- [About this exercise]:
Which lines of the records below contain the word "white"? Show each one.

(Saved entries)
····················

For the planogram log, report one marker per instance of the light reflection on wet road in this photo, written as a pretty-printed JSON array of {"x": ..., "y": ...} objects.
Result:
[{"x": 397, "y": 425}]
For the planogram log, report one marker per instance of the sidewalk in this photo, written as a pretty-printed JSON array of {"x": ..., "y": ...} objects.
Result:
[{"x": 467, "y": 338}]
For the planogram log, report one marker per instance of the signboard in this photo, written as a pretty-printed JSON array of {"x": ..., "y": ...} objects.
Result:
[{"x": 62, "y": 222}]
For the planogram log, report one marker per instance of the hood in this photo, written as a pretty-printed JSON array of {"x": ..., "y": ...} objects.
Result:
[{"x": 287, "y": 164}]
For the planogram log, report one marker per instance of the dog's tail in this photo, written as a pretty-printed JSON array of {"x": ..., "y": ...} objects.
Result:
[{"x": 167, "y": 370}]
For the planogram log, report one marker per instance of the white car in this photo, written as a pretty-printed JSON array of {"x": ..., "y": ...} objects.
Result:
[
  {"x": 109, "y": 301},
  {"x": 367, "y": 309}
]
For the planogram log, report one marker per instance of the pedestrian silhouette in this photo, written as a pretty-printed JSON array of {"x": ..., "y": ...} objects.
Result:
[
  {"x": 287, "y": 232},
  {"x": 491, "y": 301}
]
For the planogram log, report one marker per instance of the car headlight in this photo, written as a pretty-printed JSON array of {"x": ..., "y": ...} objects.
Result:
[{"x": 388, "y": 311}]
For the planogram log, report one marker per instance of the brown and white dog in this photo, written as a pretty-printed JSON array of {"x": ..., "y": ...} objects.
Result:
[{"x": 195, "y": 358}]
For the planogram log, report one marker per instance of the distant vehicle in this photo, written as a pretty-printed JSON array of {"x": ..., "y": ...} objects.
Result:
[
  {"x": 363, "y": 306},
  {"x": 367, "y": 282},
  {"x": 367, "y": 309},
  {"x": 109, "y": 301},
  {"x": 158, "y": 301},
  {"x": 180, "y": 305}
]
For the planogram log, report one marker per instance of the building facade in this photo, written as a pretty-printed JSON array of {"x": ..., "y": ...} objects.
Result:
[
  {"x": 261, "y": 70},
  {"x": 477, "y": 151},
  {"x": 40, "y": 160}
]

····················

- [Solution for this exercise]:
For the planogram log, report one marker per instance of the white car in this photo, written as a pretty-printed JSON array of {"x": ..., "y": ...} objects.
For the planogram log, report one marker per instance of the brown and white dog in this photo, written as a pretty-printed JSON array of {"x": ..., "y": ...} objects.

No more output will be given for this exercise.